» Source extract
- - - - -
The fact remains that we continue to ignore the elephant in the room. Bitcoin is the most popular crypto asset by far, the number one by market capitalisation, with a dominance (Bitcoin’s valuation relative to the overall cryptocurrency market valuation) of over 50%. In addition, almost all of the market players for which MiCAR is intended offer related services. Bitcoin is unique in its decentralised governance characteristics, against which the regulator’s ambitions of control continue to clash without finding a solution. 

DeFi, the great absentee 

DeFi is also outside the MiCAR framework.

DeFi is an issue, changing every criterion for imputing liability in decentralisation. Therefore, it is putting regulators worldwide in a quandary, uncertain how and whether creating an ad hoc rule makes sense.

It is also surprising that credit markets in crypto assets have been excluded from regulation, considering their reputation as one of the most risky areas for consumers, especially regarding the relationship between service providers and consumers.
- - - - -
» Problems and tasks
1 > According to the MiCAR passage above, what share of the overall cryptocurrency market valuation does Bitcoin's dominance exceed?
2 > Retype the portion of the MiCAR passage above starting at "It is also surprising" and ending at "providers and consumers.".
3 > Continue the MiCAR passage above from its final sentence.

» Raw data
- - - - -
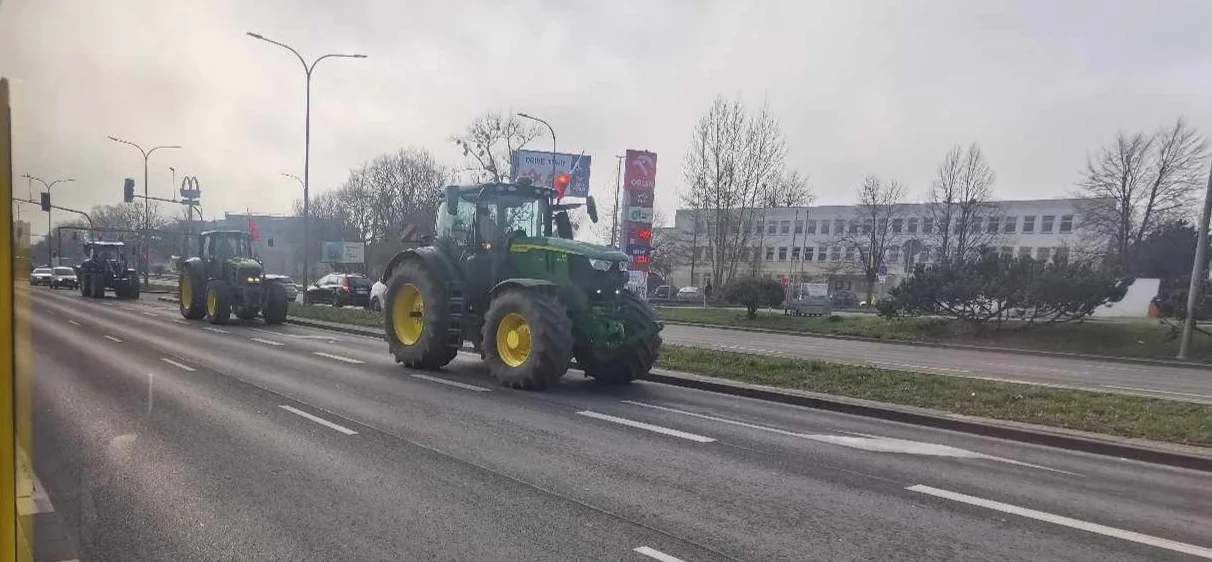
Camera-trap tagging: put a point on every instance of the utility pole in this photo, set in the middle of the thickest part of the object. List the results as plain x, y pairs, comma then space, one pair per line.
307, 135
1196, 287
- - - - -
» Task-by-task outputs
1 > Over 50%.

2 >
It is also surprising that credit markets in crypto assets have been excluded from regulation, considering their reputation as one of the most risky areas for consumers, especially regarding the relationship between service providers and consumers.

3 >
MiCAR focuses on the risks associated with centralised platforms, whereas lending and staking crypto assets are more common on decentralised platforms. Although these activities often imply a certain centralisation of processes, raising doubts about whether decentralisation is truly decentralised and whether responsible parties can be identified, this does not seem to lead to a balanced supervisory framework.

NFTs are also missing

The exclusion of NFTs (Non-Fungible Tokens) from regulation is based on their distinctive characteristics. Unlike other crypto-assets, NFTs are unique and not easily interchangeable, which makes it difficult to determine their value through direct comparisons with other markets or equivalent assets. 

Their uniqueness significantly reduces their use in the financial sector and the associated risks for the financial and monetary system (fiat). Consequently, the legislator decided to exclude them from the scope of certain regulations. 

This does not imply that NFTs cannot be classified as financial instruments in the future. The discussion on NFTs is ongoing, and further guidelines on their classification and regulation may emerge.

Exchange wallets and private wallets: what changes with MiCAR?

Also, European laws aim to protect users when regulating crypto wallets. P2P payments between private individuals via cryptocurrencies have not been affected.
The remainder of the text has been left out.